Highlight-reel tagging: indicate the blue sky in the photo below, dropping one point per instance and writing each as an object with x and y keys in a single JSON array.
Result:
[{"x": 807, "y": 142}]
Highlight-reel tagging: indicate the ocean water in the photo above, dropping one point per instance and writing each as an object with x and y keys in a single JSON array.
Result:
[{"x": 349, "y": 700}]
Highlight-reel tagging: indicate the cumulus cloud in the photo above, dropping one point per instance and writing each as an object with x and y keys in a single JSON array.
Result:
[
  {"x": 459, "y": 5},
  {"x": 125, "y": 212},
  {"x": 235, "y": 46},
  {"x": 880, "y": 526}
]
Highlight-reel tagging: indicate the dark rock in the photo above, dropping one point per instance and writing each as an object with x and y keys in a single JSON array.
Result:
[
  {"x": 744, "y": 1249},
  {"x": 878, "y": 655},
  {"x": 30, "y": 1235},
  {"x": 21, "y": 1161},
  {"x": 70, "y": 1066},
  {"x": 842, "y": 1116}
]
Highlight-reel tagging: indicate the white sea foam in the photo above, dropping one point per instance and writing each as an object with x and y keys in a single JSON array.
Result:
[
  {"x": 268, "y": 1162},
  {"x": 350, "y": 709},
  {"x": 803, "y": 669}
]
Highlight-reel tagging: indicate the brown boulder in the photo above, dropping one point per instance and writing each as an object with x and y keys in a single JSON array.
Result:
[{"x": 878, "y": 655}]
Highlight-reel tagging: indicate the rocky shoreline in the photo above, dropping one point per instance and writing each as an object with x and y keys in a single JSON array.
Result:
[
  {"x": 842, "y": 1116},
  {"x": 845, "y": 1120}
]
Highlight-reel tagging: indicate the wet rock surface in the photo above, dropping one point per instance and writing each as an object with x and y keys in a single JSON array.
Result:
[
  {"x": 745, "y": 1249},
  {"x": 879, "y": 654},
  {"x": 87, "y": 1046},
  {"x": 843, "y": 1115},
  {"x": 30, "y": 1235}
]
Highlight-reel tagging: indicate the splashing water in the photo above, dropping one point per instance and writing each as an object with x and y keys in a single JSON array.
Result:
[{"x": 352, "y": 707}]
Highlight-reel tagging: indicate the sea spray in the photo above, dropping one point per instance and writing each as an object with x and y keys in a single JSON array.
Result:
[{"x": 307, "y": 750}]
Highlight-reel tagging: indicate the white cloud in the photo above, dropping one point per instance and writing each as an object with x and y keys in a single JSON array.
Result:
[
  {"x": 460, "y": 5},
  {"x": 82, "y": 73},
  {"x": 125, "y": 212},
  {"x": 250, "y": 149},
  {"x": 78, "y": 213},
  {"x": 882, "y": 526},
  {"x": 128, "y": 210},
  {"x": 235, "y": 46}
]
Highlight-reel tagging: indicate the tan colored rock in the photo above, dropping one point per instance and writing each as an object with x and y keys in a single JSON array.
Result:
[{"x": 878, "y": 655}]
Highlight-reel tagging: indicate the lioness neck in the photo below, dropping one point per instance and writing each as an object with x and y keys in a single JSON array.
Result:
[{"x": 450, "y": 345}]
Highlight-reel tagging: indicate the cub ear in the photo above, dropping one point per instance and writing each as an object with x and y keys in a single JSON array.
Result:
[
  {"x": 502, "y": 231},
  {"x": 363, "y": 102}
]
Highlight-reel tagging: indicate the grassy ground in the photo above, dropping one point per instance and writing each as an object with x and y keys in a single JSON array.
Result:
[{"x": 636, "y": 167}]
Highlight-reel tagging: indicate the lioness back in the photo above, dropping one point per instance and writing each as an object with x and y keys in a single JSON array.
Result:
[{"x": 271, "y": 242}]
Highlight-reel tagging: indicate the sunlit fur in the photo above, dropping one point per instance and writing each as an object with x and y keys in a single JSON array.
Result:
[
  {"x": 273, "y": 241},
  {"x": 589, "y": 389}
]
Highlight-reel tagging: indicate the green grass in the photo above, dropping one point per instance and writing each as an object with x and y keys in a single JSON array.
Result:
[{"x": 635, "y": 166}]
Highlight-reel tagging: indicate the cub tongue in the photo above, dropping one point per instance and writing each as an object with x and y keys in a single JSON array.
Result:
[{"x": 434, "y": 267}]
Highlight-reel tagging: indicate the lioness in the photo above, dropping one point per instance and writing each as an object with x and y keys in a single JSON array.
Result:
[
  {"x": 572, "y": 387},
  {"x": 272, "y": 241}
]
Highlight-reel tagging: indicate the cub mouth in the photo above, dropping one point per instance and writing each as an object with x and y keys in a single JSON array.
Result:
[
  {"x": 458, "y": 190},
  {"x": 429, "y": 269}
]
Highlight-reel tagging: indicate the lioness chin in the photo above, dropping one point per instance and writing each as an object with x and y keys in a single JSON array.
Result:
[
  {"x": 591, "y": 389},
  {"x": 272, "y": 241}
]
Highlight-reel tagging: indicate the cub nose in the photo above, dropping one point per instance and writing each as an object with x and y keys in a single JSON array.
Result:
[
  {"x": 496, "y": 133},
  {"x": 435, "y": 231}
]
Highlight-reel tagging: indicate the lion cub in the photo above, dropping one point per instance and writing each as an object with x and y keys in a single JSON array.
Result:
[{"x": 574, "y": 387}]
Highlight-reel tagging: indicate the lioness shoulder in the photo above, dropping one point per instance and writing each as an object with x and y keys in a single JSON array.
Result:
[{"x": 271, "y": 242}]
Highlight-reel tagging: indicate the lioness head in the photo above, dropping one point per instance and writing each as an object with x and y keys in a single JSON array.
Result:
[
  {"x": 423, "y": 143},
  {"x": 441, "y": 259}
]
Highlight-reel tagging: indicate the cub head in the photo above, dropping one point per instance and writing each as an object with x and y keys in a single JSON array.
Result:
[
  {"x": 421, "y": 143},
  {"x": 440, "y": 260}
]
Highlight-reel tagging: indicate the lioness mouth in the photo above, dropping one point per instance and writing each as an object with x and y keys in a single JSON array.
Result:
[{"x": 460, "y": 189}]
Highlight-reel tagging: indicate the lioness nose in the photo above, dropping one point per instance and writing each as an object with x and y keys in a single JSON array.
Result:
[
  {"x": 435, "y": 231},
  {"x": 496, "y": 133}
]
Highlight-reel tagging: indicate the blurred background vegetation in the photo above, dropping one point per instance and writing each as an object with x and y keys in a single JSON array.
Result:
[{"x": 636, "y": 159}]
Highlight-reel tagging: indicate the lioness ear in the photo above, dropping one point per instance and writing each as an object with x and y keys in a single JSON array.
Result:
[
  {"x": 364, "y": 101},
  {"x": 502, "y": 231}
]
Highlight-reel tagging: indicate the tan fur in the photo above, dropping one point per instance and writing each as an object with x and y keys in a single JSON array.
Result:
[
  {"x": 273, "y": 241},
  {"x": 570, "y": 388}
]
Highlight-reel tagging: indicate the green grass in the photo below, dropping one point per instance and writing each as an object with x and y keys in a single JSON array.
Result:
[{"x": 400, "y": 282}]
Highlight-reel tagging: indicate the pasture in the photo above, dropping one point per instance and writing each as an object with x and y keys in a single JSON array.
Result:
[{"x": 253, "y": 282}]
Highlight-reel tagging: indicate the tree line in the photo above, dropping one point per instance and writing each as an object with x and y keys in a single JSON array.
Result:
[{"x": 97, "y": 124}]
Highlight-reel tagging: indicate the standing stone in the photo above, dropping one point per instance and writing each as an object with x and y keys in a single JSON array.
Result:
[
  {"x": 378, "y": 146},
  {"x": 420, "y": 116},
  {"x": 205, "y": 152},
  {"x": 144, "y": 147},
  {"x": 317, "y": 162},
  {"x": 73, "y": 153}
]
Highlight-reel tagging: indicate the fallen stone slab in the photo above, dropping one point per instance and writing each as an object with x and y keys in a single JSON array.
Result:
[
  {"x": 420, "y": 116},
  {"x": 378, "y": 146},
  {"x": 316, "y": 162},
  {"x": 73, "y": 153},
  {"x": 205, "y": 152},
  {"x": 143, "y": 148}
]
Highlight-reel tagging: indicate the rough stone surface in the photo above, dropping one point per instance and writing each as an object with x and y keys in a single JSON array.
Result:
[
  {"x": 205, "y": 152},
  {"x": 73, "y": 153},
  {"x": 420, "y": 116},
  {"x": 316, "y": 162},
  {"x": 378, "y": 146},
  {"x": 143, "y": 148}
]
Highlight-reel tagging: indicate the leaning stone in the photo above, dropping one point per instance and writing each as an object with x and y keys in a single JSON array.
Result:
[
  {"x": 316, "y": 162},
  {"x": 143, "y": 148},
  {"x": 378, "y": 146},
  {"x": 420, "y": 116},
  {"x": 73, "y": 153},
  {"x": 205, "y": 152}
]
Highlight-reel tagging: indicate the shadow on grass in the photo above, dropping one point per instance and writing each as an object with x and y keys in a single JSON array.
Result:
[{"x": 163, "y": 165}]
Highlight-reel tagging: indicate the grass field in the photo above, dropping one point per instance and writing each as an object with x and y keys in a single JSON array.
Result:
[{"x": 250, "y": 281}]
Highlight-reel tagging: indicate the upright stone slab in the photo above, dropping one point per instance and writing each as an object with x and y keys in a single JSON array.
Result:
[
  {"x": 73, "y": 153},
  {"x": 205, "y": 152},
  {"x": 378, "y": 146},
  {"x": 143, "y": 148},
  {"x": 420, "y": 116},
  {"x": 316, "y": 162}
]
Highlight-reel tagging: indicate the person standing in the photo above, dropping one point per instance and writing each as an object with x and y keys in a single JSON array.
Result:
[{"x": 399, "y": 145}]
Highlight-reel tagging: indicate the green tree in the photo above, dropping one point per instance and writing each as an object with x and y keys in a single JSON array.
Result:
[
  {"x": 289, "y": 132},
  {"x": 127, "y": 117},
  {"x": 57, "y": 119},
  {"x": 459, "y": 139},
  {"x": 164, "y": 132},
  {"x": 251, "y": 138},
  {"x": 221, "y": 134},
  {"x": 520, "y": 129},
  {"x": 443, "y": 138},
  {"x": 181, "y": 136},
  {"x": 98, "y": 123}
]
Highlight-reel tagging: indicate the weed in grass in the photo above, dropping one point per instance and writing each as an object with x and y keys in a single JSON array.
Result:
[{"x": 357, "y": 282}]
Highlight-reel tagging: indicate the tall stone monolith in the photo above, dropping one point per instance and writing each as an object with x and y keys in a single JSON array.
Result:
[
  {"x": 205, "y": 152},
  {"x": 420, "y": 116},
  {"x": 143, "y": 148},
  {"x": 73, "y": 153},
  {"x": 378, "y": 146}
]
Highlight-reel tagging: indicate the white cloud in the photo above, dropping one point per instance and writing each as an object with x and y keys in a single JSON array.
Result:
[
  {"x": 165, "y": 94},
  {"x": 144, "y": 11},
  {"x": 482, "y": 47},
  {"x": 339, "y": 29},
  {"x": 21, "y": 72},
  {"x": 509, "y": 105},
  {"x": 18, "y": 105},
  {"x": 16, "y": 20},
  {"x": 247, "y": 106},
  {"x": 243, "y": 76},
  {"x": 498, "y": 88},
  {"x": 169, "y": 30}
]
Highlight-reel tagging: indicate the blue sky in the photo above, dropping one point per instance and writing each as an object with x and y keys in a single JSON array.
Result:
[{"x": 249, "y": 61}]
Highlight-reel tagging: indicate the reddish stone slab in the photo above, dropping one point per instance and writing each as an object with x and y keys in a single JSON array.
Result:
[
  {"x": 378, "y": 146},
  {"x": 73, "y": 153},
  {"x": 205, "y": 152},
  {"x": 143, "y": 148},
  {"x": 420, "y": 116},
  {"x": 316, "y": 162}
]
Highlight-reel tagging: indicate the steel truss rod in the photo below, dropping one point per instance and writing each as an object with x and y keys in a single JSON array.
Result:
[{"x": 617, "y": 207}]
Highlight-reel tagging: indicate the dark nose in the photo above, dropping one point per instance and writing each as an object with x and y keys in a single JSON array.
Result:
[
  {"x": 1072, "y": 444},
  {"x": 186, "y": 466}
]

----------

Read the listing above, then copy every line that includes the string "blue".

# YOUR RESPONSE
Highlight-reel tagging: indicate the blue sky in the photo below, dropping one point per instance and writing each as an object with x and y keys in a single JSON array.
Highlight-reel tagging: indicate the blue sky in the photo above, dropping one point per instance and writing each as an object with x and y keys in a single JSON array.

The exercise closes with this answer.